**What you are asked to do**
All lines from the one containing "Localize baseball player." to the final line of the material should be retyped exactly. Nothing else belongs in the response.

**Raw data**
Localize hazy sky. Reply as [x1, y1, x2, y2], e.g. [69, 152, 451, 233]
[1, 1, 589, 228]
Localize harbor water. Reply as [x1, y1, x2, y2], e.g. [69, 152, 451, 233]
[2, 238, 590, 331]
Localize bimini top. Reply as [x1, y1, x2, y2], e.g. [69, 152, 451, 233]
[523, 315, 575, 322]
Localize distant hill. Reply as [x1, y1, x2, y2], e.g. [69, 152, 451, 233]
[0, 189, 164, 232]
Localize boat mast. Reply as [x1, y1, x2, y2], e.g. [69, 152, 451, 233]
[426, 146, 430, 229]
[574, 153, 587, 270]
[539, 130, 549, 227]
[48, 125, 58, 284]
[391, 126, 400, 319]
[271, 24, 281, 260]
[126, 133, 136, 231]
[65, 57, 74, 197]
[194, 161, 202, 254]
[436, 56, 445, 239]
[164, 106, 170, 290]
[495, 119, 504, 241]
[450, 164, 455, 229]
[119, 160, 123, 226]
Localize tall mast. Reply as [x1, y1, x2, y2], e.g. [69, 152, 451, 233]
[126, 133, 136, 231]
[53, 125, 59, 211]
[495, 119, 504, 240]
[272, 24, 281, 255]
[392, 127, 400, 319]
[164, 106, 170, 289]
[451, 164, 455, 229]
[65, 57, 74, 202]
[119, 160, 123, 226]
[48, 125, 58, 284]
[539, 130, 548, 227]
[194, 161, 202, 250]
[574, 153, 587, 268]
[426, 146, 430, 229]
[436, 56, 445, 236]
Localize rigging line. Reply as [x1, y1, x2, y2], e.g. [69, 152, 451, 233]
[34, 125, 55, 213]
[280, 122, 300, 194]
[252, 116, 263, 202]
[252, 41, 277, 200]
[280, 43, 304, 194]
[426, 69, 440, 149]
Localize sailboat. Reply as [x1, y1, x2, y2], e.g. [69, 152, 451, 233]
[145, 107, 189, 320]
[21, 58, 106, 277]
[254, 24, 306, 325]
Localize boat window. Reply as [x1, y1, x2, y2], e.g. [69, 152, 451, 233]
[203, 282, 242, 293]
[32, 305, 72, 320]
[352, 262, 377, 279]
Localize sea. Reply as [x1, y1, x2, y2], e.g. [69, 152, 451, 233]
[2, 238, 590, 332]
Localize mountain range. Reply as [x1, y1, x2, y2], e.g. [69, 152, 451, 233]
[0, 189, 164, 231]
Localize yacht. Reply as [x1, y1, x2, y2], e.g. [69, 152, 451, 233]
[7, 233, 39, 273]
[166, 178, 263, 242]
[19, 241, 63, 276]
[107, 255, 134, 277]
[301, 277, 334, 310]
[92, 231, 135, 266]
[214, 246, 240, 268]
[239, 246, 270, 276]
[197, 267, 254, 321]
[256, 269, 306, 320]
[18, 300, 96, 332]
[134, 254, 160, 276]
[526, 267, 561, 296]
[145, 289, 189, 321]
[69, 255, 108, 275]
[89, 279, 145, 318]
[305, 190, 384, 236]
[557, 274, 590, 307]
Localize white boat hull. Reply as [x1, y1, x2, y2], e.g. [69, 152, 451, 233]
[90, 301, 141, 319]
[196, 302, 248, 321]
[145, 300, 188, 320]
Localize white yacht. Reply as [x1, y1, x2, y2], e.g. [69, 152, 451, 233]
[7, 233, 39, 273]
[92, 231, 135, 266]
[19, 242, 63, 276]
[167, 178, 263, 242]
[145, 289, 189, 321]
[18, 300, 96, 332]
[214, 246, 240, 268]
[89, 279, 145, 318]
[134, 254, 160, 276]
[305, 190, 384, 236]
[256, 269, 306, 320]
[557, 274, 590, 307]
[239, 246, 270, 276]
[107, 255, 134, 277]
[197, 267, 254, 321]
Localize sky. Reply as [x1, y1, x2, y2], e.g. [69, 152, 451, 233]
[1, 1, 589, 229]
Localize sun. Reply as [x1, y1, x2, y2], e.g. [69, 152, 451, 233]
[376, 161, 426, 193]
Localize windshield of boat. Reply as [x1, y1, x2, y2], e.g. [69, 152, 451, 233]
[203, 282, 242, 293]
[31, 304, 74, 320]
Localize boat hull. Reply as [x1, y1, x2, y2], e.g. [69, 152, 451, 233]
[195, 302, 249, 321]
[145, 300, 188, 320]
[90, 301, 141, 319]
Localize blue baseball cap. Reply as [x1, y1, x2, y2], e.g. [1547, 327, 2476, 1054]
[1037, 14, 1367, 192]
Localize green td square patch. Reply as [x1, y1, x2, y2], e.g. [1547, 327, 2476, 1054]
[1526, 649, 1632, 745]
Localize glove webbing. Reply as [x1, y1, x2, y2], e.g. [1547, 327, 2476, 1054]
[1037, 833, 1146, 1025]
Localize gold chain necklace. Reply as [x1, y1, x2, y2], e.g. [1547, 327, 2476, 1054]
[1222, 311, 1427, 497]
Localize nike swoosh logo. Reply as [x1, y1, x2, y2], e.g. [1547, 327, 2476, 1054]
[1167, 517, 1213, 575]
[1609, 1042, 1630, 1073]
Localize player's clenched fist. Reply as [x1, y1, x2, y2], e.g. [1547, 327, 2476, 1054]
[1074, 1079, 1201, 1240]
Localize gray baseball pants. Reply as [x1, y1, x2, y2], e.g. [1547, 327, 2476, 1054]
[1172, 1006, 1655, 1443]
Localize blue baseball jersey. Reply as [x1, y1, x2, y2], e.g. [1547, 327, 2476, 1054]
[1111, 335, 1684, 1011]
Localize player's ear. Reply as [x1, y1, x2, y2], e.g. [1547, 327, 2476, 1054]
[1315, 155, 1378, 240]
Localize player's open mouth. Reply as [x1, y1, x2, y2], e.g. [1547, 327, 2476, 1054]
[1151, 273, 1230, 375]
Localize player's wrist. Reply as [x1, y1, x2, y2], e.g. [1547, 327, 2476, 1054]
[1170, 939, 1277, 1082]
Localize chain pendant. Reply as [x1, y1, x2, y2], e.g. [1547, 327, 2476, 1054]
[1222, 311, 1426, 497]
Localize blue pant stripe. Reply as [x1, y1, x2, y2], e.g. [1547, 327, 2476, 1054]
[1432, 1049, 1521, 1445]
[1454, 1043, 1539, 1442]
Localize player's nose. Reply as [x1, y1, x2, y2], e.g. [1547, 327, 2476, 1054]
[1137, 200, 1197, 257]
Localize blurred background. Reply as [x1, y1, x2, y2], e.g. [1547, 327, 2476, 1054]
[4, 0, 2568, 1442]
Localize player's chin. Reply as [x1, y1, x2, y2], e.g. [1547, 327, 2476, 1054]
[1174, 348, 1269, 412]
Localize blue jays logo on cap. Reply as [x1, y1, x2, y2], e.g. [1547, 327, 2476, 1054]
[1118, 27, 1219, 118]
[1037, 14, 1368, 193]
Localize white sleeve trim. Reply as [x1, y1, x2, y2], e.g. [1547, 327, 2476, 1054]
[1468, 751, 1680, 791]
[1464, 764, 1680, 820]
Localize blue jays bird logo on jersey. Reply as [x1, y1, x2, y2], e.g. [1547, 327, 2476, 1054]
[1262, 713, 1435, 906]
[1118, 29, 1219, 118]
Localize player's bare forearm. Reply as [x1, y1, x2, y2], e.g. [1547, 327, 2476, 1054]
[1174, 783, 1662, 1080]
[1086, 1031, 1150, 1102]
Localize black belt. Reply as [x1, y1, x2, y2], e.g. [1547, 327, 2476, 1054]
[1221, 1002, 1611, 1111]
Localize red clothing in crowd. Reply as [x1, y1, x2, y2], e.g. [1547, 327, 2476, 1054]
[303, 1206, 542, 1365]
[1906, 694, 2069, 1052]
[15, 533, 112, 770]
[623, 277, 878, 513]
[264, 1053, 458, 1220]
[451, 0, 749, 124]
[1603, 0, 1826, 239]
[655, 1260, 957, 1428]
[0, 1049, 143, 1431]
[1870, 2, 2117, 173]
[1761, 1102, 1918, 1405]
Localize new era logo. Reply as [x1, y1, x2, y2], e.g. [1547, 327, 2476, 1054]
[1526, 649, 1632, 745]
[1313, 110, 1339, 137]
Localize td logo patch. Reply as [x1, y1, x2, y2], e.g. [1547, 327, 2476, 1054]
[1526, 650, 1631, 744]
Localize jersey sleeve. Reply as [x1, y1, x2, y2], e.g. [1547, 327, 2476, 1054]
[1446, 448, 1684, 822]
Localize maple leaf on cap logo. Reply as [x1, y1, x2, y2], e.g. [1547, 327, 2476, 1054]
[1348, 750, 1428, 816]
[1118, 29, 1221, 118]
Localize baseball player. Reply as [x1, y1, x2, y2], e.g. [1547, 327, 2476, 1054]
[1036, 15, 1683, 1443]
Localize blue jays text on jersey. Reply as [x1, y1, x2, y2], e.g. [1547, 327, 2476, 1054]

**Solution**
Localize baseball player. Reply as [x1, y1, x2, y2], e.g. [1547, 327, 2476, 1054]
[1036, 15, 1683, 1443]
Localize blue jays text on jersey. Reply as [x1, y1, x2, y2], e.g. [1547, 327, 2476, 1054]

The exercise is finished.